Excerpts of labeled region data
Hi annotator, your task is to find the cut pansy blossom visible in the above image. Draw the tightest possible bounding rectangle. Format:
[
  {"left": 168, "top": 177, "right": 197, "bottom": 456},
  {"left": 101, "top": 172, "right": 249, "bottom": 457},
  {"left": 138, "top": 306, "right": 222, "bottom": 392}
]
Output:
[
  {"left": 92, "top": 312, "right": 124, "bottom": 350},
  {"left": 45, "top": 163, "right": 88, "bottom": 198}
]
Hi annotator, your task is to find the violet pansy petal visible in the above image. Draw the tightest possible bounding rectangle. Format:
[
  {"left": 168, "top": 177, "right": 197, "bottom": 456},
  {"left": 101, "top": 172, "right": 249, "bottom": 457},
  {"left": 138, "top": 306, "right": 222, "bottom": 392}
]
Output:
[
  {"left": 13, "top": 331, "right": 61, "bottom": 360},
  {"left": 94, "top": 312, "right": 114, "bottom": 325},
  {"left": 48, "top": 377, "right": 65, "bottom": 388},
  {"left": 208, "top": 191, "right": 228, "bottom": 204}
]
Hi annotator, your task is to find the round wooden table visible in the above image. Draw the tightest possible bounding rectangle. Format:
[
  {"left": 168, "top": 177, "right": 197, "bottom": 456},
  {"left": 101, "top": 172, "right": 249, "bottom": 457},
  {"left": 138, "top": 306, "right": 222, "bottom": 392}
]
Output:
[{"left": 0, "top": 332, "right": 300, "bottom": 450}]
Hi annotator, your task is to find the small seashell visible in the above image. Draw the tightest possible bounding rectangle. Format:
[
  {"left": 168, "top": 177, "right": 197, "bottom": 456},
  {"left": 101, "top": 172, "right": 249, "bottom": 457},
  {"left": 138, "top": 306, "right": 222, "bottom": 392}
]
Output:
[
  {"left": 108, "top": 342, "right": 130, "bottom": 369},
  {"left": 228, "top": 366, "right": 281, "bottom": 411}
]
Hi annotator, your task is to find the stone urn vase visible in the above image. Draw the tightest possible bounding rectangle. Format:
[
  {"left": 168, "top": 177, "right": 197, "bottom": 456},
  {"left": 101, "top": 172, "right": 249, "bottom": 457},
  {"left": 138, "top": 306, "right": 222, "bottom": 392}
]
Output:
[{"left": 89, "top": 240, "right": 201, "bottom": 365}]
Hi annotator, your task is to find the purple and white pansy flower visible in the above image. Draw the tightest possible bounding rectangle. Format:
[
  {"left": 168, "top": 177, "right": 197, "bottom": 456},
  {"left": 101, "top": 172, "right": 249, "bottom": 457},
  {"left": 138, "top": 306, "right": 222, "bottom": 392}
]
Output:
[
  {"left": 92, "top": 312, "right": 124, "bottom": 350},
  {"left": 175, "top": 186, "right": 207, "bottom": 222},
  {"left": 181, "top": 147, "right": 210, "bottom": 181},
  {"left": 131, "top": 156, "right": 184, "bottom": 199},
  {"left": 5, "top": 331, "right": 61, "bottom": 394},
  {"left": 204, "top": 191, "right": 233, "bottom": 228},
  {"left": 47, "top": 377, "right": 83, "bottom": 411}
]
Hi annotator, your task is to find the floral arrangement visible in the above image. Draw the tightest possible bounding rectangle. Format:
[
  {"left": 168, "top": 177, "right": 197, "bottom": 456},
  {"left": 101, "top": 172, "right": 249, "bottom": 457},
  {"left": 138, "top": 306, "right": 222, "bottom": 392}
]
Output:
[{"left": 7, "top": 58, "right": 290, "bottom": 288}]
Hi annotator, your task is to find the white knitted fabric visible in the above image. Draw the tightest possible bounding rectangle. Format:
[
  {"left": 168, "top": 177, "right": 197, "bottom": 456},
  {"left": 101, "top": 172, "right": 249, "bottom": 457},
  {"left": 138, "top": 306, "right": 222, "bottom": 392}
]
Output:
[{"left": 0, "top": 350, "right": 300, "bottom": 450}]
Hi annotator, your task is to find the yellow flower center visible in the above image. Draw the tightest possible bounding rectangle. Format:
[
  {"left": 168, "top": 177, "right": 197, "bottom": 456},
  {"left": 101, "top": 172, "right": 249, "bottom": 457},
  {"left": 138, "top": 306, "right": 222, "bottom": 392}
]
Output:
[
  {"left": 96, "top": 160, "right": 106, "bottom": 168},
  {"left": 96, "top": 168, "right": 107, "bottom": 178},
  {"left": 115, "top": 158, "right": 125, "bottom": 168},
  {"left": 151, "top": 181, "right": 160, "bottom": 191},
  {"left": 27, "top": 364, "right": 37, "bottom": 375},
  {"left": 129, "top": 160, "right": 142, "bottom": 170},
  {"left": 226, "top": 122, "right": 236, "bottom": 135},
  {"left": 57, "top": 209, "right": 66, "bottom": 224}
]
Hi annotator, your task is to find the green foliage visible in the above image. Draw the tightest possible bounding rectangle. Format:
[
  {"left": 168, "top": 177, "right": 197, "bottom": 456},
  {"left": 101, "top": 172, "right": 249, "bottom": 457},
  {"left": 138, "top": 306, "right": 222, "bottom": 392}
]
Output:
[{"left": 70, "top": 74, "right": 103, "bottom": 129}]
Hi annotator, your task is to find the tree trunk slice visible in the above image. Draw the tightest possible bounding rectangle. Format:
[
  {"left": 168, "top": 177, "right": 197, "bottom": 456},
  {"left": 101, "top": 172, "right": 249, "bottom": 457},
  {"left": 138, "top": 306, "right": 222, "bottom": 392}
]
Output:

The task: From the records above, pick out every line containing the word "pansy" and copy each one. Matching is case-sensitive.

Reply:
Hi annotator, your task is to find the cut pansy blossom visible in the above image. Draw the tightest possible bounding rectangle. Format:
Hi annotator, your task is to find the violet pansy petal visible in the above image. Draw the tightest possible bounding rectangle. Format:
Hi annotator, your task is to find the purple and white pansy flower visible in the above image. Draw the tightest possible bounding rectangle. Format:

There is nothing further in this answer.